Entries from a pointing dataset
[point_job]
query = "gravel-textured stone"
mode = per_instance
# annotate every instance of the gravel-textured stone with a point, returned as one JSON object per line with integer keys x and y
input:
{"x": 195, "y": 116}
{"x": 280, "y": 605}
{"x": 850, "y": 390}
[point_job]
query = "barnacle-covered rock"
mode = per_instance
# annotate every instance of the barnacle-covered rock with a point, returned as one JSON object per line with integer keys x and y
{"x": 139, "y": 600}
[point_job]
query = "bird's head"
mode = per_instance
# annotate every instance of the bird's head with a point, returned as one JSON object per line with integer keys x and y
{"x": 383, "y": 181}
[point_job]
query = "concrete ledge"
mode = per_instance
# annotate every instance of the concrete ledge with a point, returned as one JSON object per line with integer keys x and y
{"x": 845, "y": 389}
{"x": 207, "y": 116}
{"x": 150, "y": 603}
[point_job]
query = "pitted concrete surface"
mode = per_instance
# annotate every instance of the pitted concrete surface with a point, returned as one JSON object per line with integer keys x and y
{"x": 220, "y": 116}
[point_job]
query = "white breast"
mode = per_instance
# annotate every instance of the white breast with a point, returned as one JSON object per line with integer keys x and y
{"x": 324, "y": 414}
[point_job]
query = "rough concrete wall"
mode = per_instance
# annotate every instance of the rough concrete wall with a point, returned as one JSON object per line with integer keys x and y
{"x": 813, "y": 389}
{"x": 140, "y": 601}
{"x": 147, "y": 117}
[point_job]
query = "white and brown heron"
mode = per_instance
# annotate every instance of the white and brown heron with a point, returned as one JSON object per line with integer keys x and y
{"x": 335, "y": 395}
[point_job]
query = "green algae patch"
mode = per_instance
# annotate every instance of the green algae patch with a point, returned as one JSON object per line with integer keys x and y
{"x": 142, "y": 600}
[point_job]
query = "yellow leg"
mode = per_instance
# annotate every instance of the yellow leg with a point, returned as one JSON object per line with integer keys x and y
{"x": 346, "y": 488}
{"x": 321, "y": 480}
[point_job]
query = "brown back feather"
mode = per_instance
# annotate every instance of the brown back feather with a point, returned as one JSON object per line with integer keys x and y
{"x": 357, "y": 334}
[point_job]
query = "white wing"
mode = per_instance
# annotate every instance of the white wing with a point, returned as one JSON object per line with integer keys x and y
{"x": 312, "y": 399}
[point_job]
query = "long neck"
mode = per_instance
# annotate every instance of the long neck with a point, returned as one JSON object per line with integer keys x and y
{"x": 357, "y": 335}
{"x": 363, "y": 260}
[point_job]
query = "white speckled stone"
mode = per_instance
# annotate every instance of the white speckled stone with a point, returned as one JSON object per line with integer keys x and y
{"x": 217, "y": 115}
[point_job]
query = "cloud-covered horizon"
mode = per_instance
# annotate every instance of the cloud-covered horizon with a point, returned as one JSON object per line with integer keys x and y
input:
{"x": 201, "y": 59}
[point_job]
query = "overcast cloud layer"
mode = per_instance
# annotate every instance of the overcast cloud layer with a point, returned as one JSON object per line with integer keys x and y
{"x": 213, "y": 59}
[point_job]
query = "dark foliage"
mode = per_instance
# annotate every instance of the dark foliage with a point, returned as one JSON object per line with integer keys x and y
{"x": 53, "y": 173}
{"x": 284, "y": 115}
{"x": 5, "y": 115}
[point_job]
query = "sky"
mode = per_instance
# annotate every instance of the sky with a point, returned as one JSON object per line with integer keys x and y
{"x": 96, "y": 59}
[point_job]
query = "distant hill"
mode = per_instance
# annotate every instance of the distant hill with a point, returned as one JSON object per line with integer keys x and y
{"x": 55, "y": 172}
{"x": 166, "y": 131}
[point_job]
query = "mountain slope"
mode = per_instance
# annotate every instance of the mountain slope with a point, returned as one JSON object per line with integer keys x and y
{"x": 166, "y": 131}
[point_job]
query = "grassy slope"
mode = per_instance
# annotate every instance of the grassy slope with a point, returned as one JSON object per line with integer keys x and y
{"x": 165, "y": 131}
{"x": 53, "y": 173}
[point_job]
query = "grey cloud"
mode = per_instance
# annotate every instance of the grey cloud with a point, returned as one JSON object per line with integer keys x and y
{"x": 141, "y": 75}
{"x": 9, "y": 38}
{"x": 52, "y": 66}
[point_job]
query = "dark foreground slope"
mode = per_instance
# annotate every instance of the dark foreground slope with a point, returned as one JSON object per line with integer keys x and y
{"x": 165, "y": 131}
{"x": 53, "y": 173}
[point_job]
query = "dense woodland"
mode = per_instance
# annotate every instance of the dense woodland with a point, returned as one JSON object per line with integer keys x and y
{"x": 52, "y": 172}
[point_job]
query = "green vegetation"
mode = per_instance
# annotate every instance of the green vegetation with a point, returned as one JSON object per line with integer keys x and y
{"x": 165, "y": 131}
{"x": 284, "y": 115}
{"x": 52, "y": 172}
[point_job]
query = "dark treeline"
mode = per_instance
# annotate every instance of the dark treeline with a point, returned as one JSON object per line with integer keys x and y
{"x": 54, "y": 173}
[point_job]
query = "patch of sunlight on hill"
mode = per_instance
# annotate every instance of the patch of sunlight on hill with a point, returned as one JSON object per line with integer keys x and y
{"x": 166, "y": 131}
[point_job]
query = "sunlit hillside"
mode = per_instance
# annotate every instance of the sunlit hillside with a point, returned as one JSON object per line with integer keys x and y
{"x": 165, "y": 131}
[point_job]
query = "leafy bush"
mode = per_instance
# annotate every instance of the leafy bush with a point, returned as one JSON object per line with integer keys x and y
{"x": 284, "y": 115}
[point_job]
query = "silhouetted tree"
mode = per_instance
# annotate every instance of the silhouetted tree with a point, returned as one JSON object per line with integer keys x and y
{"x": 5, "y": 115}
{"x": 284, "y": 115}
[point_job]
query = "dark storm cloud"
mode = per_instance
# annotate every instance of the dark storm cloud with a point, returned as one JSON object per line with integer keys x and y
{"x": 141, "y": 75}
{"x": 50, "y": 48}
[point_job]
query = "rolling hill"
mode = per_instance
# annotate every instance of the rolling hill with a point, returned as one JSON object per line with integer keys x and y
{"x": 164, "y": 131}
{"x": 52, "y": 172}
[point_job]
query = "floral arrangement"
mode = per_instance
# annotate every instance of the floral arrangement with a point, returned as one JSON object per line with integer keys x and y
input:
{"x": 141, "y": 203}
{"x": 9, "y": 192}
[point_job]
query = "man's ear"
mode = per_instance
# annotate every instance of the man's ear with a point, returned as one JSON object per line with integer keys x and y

- _Written request_
Return the whole listing exactly, with every line included.

- _Reply to the task_
[point_job]
query = "gravel-textured stone"
mode = per_instance
# annotate every instance of the gravel-textured stone with a point, returned as one JSON object per line with integer keys x and y
input:
{"x": 195, "y": 116}
{"x": 280, "y": 605}
{"x": 850, "y": 390}
[point_job]
query = "barnacle-covered rock"
mode = per_instance
# annotate every instance of the barnacle-covered rock with a point, returned as one JSON object per line with integer keys x and y
{"x": 139, "y": 600}
[point_job]
query = "bird's head"
mode = per_instance
# annotate every instance of the bird's head with a point, returned as one JSON object per line with integer keys x and y
{"x": 383, "y": 181}
[point_job]
query = "concrete ledge"
mode = per_instance
# annotate every instance of the concrete ledge with a point, returned as one JSON object per line with integer keys x and y
{"x": 845, "y": 389}
{"x": 207, "y": 116}
{"x": 150, "y": 603}
[point_job]
query = "pitted concrete surface"
mode = per_instance
# annotate every instance of the pitted concrete surface with a point, returned as one JSON object per line with integer keys x and y
{"x": 220, "y": 116}
[point_job]
query = "white breast"
mode = per_instance
# annotate every instance of the white breast with a point, returned as one JSON object per line with integer keys x and y
{"x": 324, "y": 414}
[point_job]
query = "rough concrete wall"
mode = per_instance
# annotate every instance of the rough concrete wall with a point, returned as one JSON object per line with integer keys x and y
{"x": 813, "y": 389}
{"x": 140, "y": 601}
{"x": 147, "y": 117}
[point_job]
query = "white and brown heron"
mode = per_instance
# annotate every instance of the white and brown heron with a point, returned as one JSON object per line with integer keys x and y
{"x": 335, "y": 395}
[point_job]
query = "green algae patch"
mode = per_instance
# annotate every instance of the green algae patch with a point, returned as one JSON object per line with integer keys x and y
{"x": 142, "y": 600}
[point_job]
query = "yellow leg"
mode = per_instance
# annotate every instance of the yellow leg with a point, returned as one JSON object per line with integer keys x and y
{"x": 346, "y": 488}
{"x": 321, "y": 480}
[point_job]
query = "brown back feather"
mode = per_instance
# annotate every instance of the brown back feather with a point, returned as one JSON object per line with integer keys x and y
{"x": 357, "y": 334}
[point_job]
query = "white wing"
mode = per_instance
# annotate every instance of the white wing with a point, returned as one JSON object per line with integer keys x and y
{"x": 312, "y": 399}
[point_job]
query = "long neck"
mode = per_instance
# annotate every instance of the long neck with a point, returned as one JSON object per line with integer keys x and y
{"x": 357, "y": 335}
{"x": 363, "y": 260}
[point_job]
query = "white speckled stone"
mode = per_instance
# annotate every instance of the white speckled stone with a point, returned as one JSON object per line with integer keys x and y
{"x": 217, "y": 115}
[point_job]
query = "cloud-covered horizon"
mode = per_instance
# annotate every instance of the cloud-covered horizon with a point, returned as one JSON object per line with integer keys x and y
input:
{"x": 201, "y": 59}
[point_job]
query = "overcast cloud layer"
mode = per_instance
# annotate every instance of the overcast cloud layer with a point, returned as one JSON object per line with integer keys x and y
{"x": 213, "y": 59}
[point_job]
query = "dark foliage"
mode = per_instance
# annotate every instance of the dark foliage with a point, returned as one JSON object per line with integer keys x and y
{"x": 53, "y": 173}
{"x": 284, "y": 115}
{"x": 5, "y": 115}
[point_job]
query = "sky"
mode = per_instance
# annotate every instance of the sky with a point, returned as one JSON object per line with integer keys x and y
{"x": 96, "y": 59}
[point_job]
query = "distant hill"
mode = per_instance
# annotate every instance of the distant hill with a point, returned as one JSON object per line with integer keys x and y
{"x": 55, "y": 172}
{"x": 166, "y": 131}
[point_job]
query = "mountain slope"
mode = per_instance
# annotate every instance of the mountain slope with a point, returned as one JSON object per line with integer keys x and y
{"x": 166, "y": 131}
[point_job]
query = "grassy slope"
mode = per_instance
# annotate every instance of the grassy slope with a point, returned as one JSON object per line with integer keys x and y
{"x": 165, "y": 131}
{"x": 53, "y": 173}
[point_job]
query = "grey cloud"
mode = per_instance
# annotate every instance of the grey cloud with a point, returned as one JSON object per line with integer keys x and y
{"x": 141, "y": 75}
{"x": 9, "y": 38}
{"x": 52, "y": 66}
[point_job]
query = "dark foreground slope"
mode = per_instance
# annotate every instance of the dark foreground slope with a point, returned as one JSON object per line with integer keys x and y
{"x": 165, "y": 131}
{"x": 53, "y": 173}
[point_job]
query = "dense woodland"
mode = per_instance
# annotate every instance of the dense woodland with a point, returned as one JSON object per line with integer keys x and y
{"x": 52, "y": 172}
[point_job]
query = "green vegetation"
mode = per_instance
# annotate every instance of the green vegetation with a point, returned as one JSON object per line with integer keys x and y
{"x": 165, "y": 131}
{"x": 284, "y": 115}
{"x": 52, "y": 172}
[point_job]
query = "dark treeline"
mode = per_instance
# annotate every instance of the dark treeline with a point, returned as one JSON object per line with integer keys x and y
{"x": 54, "y": 173}
[point_job]
query = "patch of sunlight on hill"
mode = per_instance
# annotate every instance of the patch of sunlight on hill with a point, returned as one JSON object per line with integer keys x and y
{"x": 166, "y": 131}
[point_job]
query = "sunlit hillside"
mode = per_instance
# annotate every instance of the sunlit hillside with a point, returned as one JSON object per line with integer keys x and y
{"x": 165, "y": 131}
[point_job]
query = "leafy bush"
mode = per_instance
# annotate every instance of the leafy bush with a point, returned as one JSON object per line with integer keys x and y
{"x": 284, "y": 115}
[point_job]
query = "silhouetted tree"
mode = per_instance
# annotate every instance of the silhouetted tree with a point, returned as one JSON object per line with integer keys x and y
{"x": 5, "y": 115}
{"x": 284, "y": 115}
[point_job]
query = "dark storm cloud"
mode = per_instance
# annotate every instance of the dark storm cloud with a point, returned as one JSON object per line with integer keys x and y
{"x": 141, "y": 75}
{"x": 50, "y": 48}
[point_job]
query = "rolling hill"
mode = per_instance
# annotate every instance of the rolling hill with a point, returned as one JSON object per line with integer keys x and y
{"x": 164, "y": 131}
{"x": 52, "y": 172}
[point_job]
query = "floral arrangement"
mode = per_instance
# annotate every instance of the floral arrangement with a point, returned as one JSON object per line with integer keys x and y
input:
{"x": 141, "y": 203}
{"x": 9, "y": 192}
[point_job]
query = "man's ear"
mode = per_instance
# annotate every instance of the man's ear with a point, returned as one JSON object per line with integer keys x and y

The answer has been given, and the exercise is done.